→ **WHAT THIS TASK INVOLVES**: In the records below, locate the line containing "Where can the ear"; output that line and every following line through the last, exactly.

→ **DATA LINES**:
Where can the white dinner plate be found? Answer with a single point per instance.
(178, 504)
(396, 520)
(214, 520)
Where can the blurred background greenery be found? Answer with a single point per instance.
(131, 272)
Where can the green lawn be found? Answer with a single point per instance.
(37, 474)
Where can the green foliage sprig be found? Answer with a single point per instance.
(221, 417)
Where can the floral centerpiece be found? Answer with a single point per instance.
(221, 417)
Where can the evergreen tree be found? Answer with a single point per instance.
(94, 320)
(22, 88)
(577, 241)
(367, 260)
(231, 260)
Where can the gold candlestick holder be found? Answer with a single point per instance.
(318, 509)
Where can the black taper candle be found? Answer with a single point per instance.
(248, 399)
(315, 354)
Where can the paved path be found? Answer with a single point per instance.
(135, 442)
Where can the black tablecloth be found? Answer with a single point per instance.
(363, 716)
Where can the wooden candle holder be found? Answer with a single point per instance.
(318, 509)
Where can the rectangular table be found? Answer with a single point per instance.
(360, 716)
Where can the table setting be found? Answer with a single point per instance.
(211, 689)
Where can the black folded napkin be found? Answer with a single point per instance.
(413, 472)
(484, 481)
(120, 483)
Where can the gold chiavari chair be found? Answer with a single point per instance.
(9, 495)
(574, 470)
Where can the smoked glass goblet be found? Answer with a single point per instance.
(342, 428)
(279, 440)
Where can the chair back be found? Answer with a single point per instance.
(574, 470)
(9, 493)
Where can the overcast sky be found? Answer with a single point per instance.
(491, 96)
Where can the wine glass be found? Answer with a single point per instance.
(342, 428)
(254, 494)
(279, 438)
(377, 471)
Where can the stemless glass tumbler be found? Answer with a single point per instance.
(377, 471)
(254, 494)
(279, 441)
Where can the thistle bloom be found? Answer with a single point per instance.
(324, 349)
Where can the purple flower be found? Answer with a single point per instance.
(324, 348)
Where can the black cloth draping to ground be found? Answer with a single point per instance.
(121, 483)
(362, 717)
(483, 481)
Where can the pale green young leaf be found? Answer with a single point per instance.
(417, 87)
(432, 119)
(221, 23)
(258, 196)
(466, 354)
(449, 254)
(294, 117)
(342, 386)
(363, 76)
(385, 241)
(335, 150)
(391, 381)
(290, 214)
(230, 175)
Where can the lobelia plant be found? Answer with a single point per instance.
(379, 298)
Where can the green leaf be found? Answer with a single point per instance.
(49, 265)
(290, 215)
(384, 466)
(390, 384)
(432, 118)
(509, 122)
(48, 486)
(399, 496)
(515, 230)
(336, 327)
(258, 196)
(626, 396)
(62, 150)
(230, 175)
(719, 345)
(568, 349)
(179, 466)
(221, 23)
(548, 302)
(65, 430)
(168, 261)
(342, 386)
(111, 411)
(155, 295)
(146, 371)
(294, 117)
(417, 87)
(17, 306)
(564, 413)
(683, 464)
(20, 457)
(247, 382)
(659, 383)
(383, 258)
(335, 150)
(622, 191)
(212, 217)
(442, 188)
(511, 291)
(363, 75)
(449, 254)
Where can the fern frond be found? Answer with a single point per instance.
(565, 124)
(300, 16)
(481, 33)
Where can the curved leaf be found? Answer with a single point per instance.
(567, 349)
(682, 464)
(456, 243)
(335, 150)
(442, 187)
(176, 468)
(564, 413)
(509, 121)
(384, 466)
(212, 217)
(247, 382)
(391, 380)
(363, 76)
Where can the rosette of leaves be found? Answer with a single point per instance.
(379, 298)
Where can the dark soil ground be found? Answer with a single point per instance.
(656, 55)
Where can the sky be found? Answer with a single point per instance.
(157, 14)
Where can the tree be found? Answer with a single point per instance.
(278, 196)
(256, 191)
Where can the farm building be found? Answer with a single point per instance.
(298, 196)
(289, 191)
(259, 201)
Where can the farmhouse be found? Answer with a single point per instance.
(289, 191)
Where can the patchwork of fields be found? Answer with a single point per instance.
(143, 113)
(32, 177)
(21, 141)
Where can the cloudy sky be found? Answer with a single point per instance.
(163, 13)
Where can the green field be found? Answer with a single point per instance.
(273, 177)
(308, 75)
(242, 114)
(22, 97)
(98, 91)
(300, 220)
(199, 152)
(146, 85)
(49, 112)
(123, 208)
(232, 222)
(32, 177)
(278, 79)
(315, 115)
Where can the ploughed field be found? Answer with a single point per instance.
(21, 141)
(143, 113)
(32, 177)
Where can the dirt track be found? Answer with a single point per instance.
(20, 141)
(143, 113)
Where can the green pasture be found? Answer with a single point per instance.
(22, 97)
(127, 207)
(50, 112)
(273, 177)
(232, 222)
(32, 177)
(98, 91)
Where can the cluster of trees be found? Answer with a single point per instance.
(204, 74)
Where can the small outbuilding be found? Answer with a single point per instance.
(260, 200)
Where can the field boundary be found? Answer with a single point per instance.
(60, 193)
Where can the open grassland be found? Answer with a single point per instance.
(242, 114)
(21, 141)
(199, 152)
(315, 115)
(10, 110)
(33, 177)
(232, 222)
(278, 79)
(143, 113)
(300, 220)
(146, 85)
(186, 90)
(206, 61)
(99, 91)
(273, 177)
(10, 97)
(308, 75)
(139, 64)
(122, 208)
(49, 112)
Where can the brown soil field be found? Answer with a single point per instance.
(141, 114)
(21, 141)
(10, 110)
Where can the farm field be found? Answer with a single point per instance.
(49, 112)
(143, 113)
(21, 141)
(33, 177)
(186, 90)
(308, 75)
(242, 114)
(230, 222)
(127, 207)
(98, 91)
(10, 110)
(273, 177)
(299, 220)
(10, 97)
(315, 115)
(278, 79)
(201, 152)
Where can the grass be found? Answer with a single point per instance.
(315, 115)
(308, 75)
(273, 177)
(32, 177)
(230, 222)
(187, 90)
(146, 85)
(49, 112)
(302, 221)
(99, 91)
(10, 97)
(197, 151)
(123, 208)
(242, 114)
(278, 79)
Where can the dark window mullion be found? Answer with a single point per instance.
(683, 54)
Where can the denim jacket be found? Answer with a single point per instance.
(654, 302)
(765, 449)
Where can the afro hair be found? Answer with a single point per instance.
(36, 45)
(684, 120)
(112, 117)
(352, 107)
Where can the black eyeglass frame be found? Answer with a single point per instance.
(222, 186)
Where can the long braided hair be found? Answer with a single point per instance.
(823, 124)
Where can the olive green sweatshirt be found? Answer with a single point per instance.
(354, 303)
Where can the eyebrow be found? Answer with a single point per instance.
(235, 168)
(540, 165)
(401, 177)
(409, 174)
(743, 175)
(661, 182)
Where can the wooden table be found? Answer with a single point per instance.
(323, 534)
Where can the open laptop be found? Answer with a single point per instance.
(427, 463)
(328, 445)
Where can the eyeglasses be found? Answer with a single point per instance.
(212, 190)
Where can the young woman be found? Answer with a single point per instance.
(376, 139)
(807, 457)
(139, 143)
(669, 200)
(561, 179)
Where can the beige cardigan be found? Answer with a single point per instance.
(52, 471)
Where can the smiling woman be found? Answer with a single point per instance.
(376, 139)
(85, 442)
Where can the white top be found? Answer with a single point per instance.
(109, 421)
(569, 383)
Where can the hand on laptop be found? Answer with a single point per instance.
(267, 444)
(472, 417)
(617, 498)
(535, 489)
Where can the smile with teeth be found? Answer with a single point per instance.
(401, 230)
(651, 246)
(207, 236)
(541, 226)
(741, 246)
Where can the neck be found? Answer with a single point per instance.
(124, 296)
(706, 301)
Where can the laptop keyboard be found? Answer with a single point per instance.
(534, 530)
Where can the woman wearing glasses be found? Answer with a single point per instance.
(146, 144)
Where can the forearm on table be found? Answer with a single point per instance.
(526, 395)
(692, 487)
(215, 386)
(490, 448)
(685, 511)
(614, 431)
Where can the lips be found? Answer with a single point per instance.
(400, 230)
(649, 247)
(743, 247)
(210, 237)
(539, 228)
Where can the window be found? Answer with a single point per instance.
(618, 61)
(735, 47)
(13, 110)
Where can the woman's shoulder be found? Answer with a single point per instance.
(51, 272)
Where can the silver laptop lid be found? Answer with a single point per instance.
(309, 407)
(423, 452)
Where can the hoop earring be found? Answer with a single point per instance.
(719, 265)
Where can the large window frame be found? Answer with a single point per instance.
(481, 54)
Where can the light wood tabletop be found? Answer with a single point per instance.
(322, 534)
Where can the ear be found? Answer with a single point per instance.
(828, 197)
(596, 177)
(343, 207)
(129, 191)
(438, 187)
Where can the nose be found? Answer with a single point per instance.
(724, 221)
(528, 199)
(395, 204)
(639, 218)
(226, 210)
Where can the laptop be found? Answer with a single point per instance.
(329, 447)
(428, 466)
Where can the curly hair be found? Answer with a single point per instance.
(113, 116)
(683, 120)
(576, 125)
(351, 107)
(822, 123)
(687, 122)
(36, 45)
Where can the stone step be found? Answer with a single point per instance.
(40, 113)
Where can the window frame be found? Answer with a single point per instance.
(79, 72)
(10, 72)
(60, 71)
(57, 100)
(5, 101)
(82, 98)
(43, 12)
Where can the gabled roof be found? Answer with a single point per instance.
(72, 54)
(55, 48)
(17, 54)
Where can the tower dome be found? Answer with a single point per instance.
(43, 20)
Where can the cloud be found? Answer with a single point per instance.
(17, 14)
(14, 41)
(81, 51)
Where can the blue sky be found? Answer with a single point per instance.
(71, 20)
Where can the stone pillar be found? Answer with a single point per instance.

→ **FULL ANSWER**:
Where can the ear be found? Answer with a single point per instance.
(828, 197)
(596, 177)
(343, 207)
(129, 191)
(438, 187)
Where can the nose be found? Answer with a single point per instance.
(724, 221)
(528, 199)
(395, 204)
(639, 218)
(226, 210)
Where can the laptop be found? Answer with a single point per instance.
(329, 447)
(428, 466)
Where can the curly hair be found? Answer with a single point per instance.
(113, 116)
(683, 120)
(576, 125)
(351, 107)
(822, 123)
(687, 122)
(36, 45)
Where can the stone step be found? Answer with a single point per instance.
(40, 113)
Where can the window frame be found? Answer with a single point per instance.
(79, 72)
(10, 72)
(60, 71)
(57, 100)
(5, 101)
(82, 98)
(43, 12)
Where can the gabled roof be found? Answer with a single point per instance.
(72, 54)
(55, 48)
(17, 54)
Where can the tower dome be found? Answer with a single point per instance.
(43, 20)
Where can the cloud be found? Answer with a single point per instance.
(17, 14)
(14, 41)
(81, 51)
Where can the blue sky be found? Answer with a single point per instance.
(71, 20)
Where can the stone pillar be found? Answer with a single point per instance.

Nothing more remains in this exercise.